Passage provided:

Another point is whether you have KMS activated in your kernel or not.

Ati closed driver will not work in a activated KMS kernel configuration.

There are so many parameters differing between the two drivers I would really advise you to have different kernels.

For the record, Intel embedded CG made my configuration task even harder, leading me to a third kernel configuration, but that another story I guess.

Thanks for your attention.

----------

## _Flame_

Thank you for your participation. Two kernels with different configurations are so uncomfortable for me. I don't worry about unsuccessful reboot because i always have a previous build of kernel. And early i could use both drivers without any problem. And KMS didn't mess at all. My xorg version isn't old but i have it's filled for choosing type of driver and some options. I don't think that it has big meaning. And of course i always choose proper opengl implementation of particular driver. This problem happened to me just after updating of flgrx. Thank you for your advice i will try to adjust some kernels parameters and i hope it will fix this problem. Thanks.

----------

## CaptainBlood

Do you have big kernel lock enabled in your kernel? AFAIK it is mandatory.

I can't remember since when.

----------

## _Flame_

I installed kernel 2.6.39 and disabled dri, kms, all framebuffers.  But i have the same segfault as first.

 *CaptainBlood wrote:*   

> Do you have big kernel lock enabled in your kernel? AFAIK it is mandatory.
> 
> I can't remember since when.

 

fglrx needs a big kernel lock? It's very strange.

----------

## oly12

Hi,

 I have the same problem too and am running kernel 2.6.39. I understand that the big kernel lock is no longer in 2.6.39. Does that mean we have to downgrade to kernel 2.6.38? Thank you in advance for your clarification.

----------

Instruction:
Please answer these questions about the forum thread above:
(a) Which driver will not work in a kernel configuration with KMS activated?
(b) Which kernel version did _Flame_ install before disabling dri, kms and all framebuffers?
(c) What does oly12 understand is no longer in kernel 2.6.39?

Information supplied:
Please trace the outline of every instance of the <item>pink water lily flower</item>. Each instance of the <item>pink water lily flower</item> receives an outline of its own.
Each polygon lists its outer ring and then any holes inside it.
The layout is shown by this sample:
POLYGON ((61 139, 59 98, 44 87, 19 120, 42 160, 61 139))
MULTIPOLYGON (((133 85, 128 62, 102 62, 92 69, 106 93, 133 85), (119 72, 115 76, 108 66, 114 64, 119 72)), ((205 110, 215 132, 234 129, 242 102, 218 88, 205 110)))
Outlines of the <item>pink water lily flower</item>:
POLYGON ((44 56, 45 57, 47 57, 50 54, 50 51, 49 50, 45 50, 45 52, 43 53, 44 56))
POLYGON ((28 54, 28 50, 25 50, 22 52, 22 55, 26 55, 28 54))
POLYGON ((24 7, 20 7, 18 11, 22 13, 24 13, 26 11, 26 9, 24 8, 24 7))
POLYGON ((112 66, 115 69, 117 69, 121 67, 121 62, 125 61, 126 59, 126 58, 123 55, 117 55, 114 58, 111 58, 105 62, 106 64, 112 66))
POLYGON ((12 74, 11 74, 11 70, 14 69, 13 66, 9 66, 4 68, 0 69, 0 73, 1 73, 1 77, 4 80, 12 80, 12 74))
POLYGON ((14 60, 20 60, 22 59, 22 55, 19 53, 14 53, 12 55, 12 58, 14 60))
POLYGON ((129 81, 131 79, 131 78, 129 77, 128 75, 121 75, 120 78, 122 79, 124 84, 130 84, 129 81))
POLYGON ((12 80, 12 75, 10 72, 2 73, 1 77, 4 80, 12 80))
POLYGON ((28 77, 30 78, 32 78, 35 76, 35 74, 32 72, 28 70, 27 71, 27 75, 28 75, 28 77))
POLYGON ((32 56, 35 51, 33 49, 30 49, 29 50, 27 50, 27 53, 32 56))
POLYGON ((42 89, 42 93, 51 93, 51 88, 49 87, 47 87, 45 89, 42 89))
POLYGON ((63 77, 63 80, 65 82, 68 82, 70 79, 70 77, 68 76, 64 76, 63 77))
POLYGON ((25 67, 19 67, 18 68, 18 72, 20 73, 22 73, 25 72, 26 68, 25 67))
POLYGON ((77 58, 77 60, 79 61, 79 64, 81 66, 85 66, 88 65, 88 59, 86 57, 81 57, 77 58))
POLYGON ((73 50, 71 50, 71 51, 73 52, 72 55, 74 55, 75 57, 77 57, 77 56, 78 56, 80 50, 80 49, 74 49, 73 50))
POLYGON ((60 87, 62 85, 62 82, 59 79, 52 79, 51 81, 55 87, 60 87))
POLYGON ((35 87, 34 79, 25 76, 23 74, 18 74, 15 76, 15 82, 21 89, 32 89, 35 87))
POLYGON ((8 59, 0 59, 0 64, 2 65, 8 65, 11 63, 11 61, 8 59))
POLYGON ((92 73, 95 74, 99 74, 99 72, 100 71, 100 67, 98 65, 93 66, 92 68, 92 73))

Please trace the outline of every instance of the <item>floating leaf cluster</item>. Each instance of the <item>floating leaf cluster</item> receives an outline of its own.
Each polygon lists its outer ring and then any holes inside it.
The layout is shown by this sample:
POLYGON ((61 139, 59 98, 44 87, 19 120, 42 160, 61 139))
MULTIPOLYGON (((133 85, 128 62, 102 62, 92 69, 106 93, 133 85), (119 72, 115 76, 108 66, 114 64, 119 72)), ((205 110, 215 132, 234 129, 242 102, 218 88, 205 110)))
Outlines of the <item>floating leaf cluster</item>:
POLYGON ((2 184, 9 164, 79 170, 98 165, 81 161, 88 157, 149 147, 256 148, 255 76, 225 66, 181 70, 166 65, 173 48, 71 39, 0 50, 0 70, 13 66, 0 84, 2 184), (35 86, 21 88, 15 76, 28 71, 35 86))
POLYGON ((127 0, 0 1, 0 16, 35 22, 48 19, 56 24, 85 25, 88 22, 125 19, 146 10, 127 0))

Exercise solution:
(a) The Ati closed driver.
(b) Kernel 2.6.39.
(c) The big kernel lock.